* _WHAT YOU WILL DO_
(a) Answer these from the diesel cold-start text:
(i) What oil does the North Dakota driver run?
(ii) At what temperature does the text say nothing wants to start?
(iii) For how long does the writer who mentions cardboard let every vehicle run on winter mornings?
(b) Gather every line in the entries that contains the word "gray".

* _TEXT EXCERPT_
=======
I live in North Dakota drive a 96 12 valve. It starts fine at -15 over night without plugging in. I run 10w-40, and add 10% #1 fuel when I expect below -10. A friend of mine pulls his snowmobiles to Yellowstone and tells me he starts at -25 after setting for 2 days.

Good bateries

Good heater grid

Good fuel
 
Well, a second battery like the 2nd and 3rd gen truck is a good start. When it hits -40 F nothing wants to start. Lighter oil and dose the fuel system good with additives will help to a point.
 
Female, not male. ;)



I do know about cardboard and anti-gel in every tank, just forgot to put those in there and of course I start every vehicle and let them run for at least 30 minutes in the morning (during the winters). :D



Learn me about grid heaters, what is a KSB, and I have considered a second battery but what does the charging system consist of?
=======
* _GIVEN DATA_
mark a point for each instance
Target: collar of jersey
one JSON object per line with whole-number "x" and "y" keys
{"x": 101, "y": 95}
=======
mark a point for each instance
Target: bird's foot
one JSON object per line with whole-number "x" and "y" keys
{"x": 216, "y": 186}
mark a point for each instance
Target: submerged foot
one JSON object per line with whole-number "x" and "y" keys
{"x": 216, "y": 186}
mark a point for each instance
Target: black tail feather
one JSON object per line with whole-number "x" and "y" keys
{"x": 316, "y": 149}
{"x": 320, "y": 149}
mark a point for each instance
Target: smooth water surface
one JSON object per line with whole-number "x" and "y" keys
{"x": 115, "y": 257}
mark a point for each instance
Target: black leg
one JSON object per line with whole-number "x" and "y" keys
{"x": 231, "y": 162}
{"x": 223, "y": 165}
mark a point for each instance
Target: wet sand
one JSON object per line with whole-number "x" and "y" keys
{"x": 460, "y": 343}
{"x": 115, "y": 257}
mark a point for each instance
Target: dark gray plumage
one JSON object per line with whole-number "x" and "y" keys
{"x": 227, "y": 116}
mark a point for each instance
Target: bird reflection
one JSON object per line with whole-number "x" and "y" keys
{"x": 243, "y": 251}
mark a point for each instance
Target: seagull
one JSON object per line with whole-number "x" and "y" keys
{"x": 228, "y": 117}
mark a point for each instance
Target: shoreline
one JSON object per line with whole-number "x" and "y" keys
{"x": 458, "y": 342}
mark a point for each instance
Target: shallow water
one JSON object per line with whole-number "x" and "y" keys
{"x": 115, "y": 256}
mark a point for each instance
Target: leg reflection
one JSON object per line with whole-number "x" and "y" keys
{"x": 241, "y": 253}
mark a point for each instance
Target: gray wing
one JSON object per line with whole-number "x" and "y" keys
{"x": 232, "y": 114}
=======
* _ANSWERS BY TASK_
(a)
(i) 10w-40
(ii) -40 F
(iii) At least 30 minutes

(b)
Target: dark gray plumage
Target: gray wing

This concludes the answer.